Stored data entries

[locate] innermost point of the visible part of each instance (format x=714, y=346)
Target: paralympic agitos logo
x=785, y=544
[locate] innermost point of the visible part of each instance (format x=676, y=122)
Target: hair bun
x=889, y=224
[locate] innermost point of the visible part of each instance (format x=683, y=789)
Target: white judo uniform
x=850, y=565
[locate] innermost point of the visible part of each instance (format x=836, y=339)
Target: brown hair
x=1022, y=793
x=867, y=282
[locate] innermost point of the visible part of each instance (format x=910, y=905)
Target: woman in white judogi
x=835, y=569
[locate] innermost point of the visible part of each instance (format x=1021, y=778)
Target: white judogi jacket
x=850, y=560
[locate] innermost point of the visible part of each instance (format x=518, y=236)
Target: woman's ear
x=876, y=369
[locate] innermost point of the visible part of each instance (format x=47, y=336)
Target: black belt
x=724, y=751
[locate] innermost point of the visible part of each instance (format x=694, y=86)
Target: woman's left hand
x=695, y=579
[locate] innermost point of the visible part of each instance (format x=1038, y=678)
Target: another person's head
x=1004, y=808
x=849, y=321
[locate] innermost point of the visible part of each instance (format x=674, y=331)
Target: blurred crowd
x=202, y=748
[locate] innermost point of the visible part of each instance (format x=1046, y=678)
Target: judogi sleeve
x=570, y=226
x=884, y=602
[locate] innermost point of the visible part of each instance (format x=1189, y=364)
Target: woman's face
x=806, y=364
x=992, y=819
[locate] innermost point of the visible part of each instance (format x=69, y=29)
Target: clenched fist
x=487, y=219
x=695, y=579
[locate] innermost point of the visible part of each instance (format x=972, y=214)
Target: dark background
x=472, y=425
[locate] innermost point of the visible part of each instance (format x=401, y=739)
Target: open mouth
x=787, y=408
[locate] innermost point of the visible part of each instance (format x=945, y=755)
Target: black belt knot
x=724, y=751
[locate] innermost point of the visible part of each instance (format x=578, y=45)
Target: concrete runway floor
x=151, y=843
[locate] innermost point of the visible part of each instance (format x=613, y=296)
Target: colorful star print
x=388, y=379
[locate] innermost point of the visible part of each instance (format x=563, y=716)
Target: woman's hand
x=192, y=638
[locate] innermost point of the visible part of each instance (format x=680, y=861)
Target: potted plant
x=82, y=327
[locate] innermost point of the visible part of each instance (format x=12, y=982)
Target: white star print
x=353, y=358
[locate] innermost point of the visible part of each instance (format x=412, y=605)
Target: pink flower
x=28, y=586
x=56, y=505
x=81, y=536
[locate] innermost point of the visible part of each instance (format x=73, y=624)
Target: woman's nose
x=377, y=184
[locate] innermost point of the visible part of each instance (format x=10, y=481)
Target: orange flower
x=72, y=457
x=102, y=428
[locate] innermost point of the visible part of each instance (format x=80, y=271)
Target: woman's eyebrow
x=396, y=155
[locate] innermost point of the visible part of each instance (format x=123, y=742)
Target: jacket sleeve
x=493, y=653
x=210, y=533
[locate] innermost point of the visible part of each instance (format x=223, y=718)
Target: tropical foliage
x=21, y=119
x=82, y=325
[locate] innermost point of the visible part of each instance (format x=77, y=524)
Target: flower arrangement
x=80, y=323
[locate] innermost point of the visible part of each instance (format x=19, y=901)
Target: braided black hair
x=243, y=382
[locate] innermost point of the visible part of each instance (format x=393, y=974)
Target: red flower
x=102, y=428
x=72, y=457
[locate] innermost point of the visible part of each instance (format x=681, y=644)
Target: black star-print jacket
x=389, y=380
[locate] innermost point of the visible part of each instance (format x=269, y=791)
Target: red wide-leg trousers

▶ **Instructions to follow**: Only an exact retyping of the full data will do.

▶ **Solution to this exercise**:
[locate] innermost point of the visible part of each instance (format x=714, y=346)
Target: paralympic agitos logo
x=785, y=544
[locate] innermost point of the visible part of each instance (format x=676, y=122)
Target: hair bun
x=889, y=224
[locate] innermost point of the visible part of each instance (format x=683, y=789)
Target: white judo uniform
x=850, y=565
[locate] innermost point of the visible part of each instance (format x=836, y=339)
Target: brown hair
x=1022, y=793
x=867, y=282
[locate] innermost point of the visible part of each instance (format x=910, y=905)
Target: woman in white judogi
x=835, y=569
[locate] innermost point of the visible part of each instance (format x=1021, y=778)
Target: white judogi jacket
x=850, y=560
[locate] innermost point of the visible part of each instance (format x=518, y=236)
Target: woman's ear
x=876, y=369
[locate] innermost point of the visible part of each instance (format x=47, y=336)
Target: black belt
x=724, y=751
[locate] innermost point of the visible part of each instance (format x=694, y=86)
Target: woman's left hand
x=695, y=579
[locate] innermost point of the visible part of each instance (format x=1038, y=678)
Target: another person's head
x=1004, y=808
x=849, y=321
[locate] innermost point of the visible part of each instance (format x=674, y=331)
Target: blurred crowd
x=202, y=748
[locate] innermost point of the visible part of each instance (format x=1046, y=678)
Target: judogi sleeve
x=570, y=226
x=884, y=602
[locate] innermost point of the visible part of each instance (format x=1189, y=364)
Target: woman's face
x=806, y=364
x=992, y=819
[locate] innermost point of the visible part of each instance (format x=69, y=29)
Target: clenched fist
x=487, y=219
x=695, y=579
[locate] innermost point of the visible part of each instance (format x=972, y=214)
Target: dark background
x=472, y=425
[locate] innermost point of the visible part of each instance (format x=401, y=739)
Target: open mouth
x=787, y=408
[locate] innermost point of the visible part of each instance (format x=945, y=755)
Target: black belt knot
x=724, y=751
[locate] innermost point of the visible part of each instance (format x=578, y=45)
Target: concrete runway floor
x=151, y=843
[locate] innermost point of the visible part of each instance (format x=613, y=296)
Target: colorful star print
x=388, y=379
[locate] innermost point of the visible part of each instance (format x=563, y=716)
Target: woman's hand
x=192, y=638
[locate] innermost point of the visible part of each instance (format x=680, y=861)
Target: potted plant
x=82, y=327
[locate] innermost point of the visible part of each instance (format x=12, y=982)
Target: white star print
x=353, y=358
[locate] innermost point of the visible part of each instance (format x=412, y=605)
Target: pink flower
x=28, y=586
x=56, y=505
x=81, y=536
[locate] innermost point of the visible part of each instance (format x=73, y=624)
Target: woman's nose
x=377, y=184
[locate] innermost point of the visible part of each instance (format x=10, y=481)
Target: orange flower
x=72, y=457
x=102, y=428
[locate] innermost point of the visible part of each instance (format x=80, y=271)
Target: woman's eyebrow
x=396, y=155
[locate] innermost point of the visible part of each instance (format x=123, y=742)
Target: jacket sleeve
x=493, y=653
x=210, y=533
[locate] innermost point of the visible part of each instance (format x=223, y=718)
Target: tropical foliage
x=21, y=119
x=82, y=325
[locate] innermost point of the visible part of each instance (format x=77, y=524)
Target: flower arrangement
x=80, y=323
[locate] innermost point of the visible part of each instance (format x=19, y=901)
Target: braided black hair
x=243, y=382
[locate] innermost point of the visible part of each instance (format x=393, y=974)
Target: red flower
x=102, y=428
x=72, y=457
[locate] innermost point of the visible part of each instance (format x=681, y=644)
Target: black star-print jacket
x=389, y=380
[locate] innermost point of the visible part of each instance (format x=269, y=791)
Target: red wide-leg trousers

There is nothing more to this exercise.